● **SOURCE DATA**:
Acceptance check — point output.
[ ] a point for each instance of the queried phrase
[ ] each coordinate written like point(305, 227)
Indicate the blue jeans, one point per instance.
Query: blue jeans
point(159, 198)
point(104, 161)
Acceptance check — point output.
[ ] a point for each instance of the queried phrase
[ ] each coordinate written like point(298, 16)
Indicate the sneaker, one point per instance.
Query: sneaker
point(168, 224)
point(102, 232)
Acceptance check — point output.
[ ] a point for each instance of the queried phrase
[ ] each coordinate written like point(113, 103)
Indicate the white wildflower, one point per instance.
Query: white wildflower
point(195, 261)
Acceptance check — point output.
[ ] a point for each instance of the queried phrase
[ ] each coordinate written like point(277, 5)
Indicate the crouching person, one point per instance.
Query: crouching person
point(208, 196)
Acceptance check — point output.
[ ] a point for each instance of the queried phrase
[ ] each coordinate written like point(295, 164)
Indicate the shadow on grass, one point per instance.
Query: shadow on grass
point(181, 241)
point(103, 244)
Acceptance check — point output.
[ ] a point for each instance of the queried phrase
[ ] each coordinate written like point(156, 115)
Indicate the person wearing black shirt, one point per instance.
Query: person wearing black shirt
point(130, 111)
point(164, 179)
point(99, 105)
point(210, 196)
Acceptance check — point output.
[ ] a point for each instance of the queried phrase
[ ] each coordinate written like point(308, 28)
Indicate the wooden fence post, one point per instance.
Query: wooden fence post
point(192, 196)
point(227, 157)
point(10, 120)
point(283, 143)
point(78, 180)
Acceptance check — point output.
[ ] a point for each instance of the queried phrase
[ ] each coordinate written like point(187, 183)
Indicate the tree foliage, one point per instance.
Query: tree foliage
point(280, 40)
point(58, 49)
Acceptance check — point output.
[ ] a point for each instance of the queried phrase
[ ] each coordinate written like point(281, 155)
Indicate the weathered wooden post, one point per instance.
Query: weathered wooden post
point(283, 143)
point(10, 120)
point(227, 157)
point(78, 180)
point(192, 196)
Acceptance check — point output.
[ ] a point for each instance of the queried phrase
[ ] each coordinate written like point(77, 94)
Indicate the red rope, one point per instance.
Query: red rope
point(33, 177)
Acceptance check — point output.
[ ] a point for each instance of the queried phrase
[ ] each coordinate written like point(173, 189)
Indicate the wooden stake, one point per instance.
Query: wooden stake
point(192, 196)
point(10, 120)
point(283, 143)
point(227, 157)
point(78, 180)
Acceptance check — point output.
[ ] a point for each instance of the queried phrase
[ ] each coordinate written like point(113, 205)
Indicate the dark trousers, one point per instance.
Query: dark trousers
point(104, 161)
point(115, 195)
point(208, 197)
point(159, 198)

● **WORK INSTRUCTIONS**: The full set of entries above needs to be restated word for word.

● **WRITTEN RESPONSE**:
Acceptance check — point output.
[ ] a point for each instance of the queried phrase
[ ] each coordinate written like point(305, 227)
Indicate the blue jeans, one point per instance.
Query: blue jeans
point(159, 198)
point(104, 161)
Acceptance check — point output.
[ ] a point for each instance of the queried phrase
[ ] each coordinate written like point(298, 16)
Indicate the sneaker, one point per instance.
Query: sneaker
point(168, 224)
point(102, 232)
Acceptance check — point output.
[ ] a point for each instance of the queried phrase
[ ] each coordinate written like point(113, 103)
Indicate the white wildflower, one point per instance.
Query: white wildflower
point(195, 261)
Acceptance check — point output.
[ ] a point for each instance of the queried phrase
[ ] each coordinate written like point(277, 5)
Indicate the crouching person, one point per instance.
Query: crouching person
point(208, 196)
Acceptance check — point output.
[ ] a point for each instance of the queried phrase
[ ] each coordinate written like point(295, 164)
Indicate the shadow on grass, one point per instance.
Query: shadow on grass
point(181, 241)
point(103, 244)
Acceptance check — point output.
[ ] a point for each instance of the queried phrase
[ ] each coordinate written like point(156, 115)
Indicate the person wearing black shirt, one point per instance.
Query: person wearing black shirt
point(130, 111)
point(164, 179)
point(99, 105)
point(210, 196)
Acceptance check — point output.
[ ] a point for each instance of the queried phrase
[ ] each coordinate written like point(308, 28)
Indicate the wooden fence post, one point per instance.
Query: wooden fence post
point(192, 196)
point(227, 157)
point(10, 120)
point(283, 143)
point(78, 180)
Acceptance check — point output.
[ ] a point for each instance of the queried phrase
[ ] each coordinate written like point(187, 183)
Indicate the tree foliage, one point per instance.
Query: tree foliage
point(280, 40)
point(58, 49)
Acceptance check — point output.
[ ] a point for each instance of the queried phrase
[ ] each coordinate written like point(281, 155)
Indicate the weathered wooden post, one point per instance.
Query: weathered wooden post
point(283, 143)
point(10, 120)
point(227, 157)
point(78, 180)
point(192, 196)
Acceptance check — point output.
[ ] a point for each instance of the queried phrase
[ ] each coordinate written like point(77, 94)
Indicate the red rope, one point per instance.
Query: red rope
point(33, 177)
Acceptance check — point output.
[ ] a point for each instance of the queried phrase
[ ] each coordinate written like point(173, 189)
Indicate the wooden stake, one point per instance.
Query: wooden stake
point(192, 196)
point(10, 120)
point(283, 143)
point(227, 157)
point(78, 180)
Acceptance check — point output.
[ ] a point for each instance of the queried phrase
[ ] each coordinate written like point(113, 205)
Indicate the dark trousers, one point per instance.
Query: dark trousers
point(104, 161)
point(115, 195)
point(208, 197)
point(159, 198)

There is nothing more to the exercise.